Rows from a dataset
▶
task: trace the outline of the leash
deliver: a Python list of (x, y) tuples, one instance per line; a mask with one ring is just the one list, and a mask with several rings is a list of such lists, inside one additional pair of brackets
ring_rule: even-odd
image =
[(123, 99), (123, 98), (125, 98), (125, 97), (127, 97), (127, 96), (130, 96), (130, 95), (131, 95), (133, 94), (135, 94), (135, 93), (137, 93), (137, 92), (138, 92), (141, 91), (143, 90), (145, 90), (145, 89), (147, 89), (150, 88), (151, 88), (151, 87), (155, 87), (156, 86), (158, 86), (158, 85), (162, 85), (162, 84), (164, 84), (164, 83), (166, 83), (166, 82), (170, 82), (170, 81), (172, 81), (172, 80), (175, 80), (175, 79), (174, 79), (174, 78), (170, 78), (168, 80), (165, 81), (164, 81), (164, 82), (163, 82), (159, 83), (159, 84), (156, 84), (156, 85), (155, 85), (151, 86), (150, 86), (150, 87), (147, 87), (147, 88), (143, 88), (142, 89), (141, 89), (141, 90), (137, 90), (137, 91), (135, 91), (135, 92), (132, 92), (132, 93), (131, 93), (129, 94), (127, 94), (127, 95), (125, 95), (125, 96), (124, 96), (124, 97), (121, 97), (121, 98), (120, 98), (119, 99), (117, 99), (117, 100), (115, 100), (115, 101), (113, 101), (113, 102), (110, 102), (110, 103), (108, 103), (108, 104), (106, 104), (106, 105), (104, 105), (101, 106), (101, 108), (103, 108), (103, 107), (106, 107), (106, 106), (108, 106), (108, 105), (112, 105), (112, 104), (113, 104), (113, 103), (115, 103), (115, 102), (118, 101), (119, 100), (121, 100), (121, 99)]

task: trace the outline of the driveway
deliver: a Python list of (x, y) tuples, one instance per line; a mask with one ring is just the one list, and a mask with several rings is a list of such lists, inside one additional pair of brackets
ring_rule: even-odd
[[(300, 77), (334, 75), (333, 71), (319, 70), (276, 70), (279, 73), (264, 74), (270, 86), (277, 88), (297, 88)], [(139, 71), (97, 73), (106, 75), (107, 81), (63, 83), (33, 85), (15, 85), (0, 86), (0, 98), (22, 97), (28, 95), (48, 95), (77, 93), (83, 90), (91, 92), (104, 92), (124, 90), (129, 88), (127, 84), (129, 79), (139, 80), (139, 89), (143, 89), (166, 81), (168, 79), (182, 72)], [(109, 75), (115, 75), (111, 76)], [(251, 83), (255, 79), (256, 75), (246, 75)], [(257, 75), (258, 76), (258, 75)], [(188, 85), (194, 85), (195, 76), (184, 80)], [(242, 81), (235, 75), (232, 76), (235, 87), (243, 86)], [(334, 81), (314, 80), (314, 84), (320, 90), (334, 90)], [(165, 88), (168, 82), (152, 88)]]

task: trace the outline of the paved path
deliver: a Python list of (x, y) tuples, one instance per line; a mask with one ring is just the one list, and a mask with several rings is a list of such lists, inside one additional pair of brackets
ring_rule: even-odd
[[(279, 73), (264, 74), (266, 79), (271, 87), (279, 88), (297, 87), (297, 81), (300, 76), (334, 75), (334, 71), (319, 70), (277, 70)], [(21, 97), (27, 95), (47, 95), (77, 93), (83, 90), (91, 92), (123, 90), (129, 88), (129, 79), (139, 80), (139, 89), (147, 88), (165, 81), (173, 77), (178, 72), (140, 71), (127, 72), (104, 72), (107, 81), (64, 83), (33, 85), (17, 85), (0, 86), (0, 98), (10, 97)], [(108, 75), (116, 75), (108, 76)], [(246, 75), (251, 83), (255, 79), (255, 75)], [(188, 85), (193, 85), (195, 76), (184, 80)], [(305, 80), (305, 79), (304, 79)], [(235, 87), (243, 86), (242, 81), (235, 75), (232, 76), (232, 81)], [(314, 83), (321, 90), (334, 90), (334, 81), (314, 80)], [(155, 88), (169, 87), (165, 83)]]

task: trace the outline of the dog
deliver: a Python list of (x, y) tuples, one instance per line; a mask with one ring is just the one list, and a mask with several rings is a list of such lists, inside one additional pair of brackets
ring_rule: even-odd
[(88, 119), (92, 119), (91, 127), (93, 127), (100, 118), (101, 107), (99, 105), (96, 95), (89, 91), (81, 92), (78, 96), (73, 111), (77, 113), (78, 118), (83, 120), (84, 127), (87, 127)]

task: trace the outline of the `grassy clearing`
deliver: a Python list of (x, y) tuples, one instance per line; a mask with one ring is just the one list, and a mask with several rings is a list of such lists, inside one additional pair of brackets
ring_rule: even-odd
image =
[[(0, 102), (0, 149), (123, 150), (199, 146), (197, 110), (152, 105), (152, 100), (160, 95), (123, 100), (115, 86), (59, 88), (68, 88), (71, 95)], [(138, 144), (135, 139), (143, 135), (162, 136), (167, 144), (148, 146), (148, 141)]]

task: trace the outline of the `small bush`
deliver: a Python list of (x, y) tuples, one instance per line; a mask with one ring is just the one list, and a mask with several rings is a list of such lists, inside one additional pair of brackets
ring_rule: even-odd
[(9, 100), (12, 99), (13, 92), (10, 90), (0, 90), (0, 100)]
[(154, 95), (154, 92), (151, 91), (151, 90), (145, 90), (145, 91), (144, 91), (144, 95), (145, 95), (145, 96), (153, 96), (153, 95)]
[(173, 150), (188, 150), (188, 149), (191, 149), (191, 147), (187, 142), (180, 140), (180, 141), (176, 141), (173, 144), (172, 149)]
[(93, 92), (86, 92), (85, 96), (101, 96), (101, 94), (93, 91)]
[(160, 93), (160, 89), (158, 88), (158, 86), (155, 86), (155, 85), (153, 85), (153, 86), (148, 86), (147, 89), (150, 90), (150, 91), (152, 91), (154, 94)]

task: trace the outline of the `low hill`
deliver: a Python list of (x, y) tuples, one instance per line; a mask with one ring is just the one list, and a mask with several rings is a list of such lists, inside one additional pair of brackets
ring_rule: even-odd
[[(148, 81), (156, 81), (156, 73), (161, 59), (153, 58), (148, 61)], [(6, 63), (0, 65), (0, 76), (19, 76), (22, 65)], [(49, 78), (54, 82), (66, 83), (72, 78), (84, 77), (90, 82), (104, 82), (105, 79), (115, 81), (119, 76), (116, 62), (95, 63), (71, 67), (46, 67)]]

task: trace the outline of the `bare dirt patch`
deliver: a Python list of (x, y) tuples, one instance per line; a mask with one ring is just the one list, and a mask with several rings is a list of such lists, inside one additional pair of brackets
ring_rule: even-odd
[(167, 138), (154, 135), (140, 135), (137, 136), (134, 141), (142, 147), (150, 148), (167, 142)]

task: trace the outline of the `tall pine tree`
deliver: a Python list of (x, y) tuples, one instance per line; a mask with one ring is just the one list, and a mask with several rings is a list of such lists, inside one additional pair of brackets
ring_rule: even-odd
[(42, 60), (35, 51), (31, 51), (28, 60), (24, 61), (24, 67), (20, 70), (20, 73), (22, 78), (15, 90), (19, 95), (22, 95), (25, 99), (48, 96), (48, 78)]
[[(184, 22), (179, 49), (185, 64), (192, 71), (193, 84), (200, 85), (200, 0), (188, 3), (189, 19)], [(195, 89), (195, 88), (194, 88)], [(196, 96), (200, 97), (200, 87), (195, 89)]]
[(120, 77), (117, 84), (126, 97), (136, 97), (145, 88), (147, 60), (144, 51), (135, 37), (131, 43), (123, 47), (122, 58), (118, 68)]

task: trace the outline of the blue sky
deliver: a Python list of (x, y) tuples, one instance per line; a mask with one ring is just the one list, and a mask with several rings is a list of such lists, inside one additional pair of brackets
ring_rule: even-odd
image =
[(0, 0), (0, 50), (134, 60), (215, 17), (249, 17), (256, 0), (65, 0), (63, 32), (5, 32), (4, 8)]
◀
◆ **Directions**: Please rewrite the section of the rows that starts with the line containing "task: trace the outline of the paved path" and ends with the line containing "87), (165, 83)]]", keeping every line including the requests, but raise each outline coordinate in the answers by 142.

◆ **Task solution**:
task: trace the outline of the paved path
deliver: a Python list of (x, y) tuples, one instance per line; a mask with one ring is just the one list, and a mask with several rings is a list of such lists, inside one additional pair of brackets
ring_rule: even-odd
[[(421, 215), (406, 216), (408, 221), (413, 229), (421, 230), (439, 229), (439, 223), (442, 218), (476, 217), (476, 213), (461, 212), (419, 212)], [(163, 239), (169, 237), (189, 237), (219, 235), (225, 232), (233, 234), (265, 232), (271, 230), (271, 221), (281, 222), (281, 231), (289, 230), (307, 223), (315, 219), (320, 214), (282, 213), (269, 214), (246, 214), (249, 223), (206, 225), (175, 227), (159, 227), (142, 228), (142, 240), (152, 239)], [(250, 217), (258, 217), (250, 218)], [(388, 217), (393, 225), (397, 221), (397, 217)], [(330, 227), (335, 227), (337, 218), (326, 222)], [(447, 222), (447, 221), (446, 221)], [(377, 229), (385, 228), (384, 223), (377, 217), (374, 218), (374, 223)], [(456, 225), (463, 232), (476, 232), (476, 223), (456, 222)], [(297, 230), (311, 229), (307, 225)]]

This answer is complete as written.